→ TASK INPUT

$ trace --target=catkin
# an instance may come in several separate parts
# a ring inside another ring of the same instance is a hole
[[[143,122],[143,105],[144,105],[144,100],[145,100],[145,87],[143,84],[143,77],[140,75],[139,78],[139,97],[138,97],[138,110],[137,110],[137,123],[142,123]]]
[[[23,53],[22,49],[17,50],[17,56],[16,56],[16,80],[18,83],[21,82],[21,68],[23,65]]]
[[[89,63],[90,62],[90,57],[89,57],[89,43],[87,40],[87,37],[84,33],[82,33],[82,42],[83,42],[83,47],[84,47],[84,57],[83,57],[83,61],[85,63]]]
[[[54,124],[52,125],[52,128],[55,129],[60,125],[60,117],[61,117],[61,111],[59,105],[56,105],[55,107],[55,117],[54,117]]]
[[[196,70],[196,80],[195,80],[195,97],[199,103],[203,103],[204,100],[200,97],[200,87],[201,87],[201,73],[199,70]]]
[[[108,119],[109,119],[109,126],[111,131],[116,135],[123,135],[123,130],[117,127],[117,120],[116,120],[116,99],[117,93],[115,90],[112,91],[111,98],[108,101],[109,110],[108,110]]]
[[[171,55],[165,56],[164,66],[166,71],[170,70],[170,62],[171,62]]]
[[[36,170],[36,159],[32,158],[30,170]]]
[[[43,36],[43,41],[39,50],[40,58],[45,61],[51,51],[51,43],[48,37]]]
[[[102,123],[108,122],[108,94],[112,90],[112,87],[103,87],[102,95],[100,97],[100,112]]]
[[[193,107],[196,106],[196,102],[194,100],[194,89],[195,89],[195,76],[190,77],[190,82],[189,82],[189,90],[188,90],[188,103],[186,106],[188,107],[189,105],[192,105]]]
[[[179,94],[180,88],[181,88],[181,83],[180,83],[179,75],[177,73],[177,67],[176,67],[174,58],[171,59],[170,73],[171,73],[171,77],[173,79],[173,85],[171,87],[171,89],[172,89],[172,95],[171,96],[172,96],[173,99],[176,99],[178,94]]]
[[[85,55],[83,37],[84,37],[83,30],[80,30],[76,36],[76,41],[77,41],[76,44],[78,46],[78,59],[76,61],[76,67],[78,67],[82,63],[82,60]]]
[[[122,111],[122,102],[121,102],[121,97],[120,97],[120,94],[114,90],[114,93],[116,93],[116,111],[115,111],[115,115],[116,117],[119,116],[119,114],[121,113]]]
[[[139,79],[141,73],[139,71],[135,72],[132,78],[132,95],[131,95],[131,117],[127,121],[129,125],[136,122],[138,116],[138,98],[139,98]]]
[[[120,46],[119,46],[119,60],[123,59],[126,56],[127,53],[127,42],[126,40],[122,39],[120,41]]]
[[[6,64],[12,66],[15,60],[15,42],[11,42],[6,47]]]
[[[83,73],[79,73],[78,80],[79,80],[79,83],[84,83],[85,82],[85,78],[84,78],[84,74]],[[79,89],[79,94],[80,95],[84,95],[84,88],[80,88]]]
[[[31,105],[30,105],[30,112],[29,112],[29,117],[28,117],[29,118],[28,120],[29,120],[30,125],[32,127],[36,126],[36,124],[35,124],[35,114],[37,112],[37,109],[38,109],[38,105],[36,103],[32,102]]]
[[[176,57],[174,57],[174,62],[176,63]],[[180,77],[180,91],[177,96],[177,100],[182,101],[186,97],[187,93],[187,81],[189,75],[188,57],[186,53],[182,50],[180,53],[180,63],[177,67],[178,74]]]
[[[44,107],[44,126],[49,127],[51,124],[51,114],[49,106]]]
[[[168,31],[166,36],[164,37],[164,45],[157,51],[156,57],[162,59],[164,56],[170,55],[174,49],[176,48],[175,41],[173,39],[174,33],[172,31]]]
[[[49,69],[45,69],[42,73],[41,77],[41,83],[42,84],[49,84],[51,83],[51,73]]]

→ EXERCISE GOAL
Please single out every line above containing the word "instance" and copy each one.

→ EXERCISE ANSWER
# an instance may come in several separate parts
# a ring inside another ring of the same instance is a hole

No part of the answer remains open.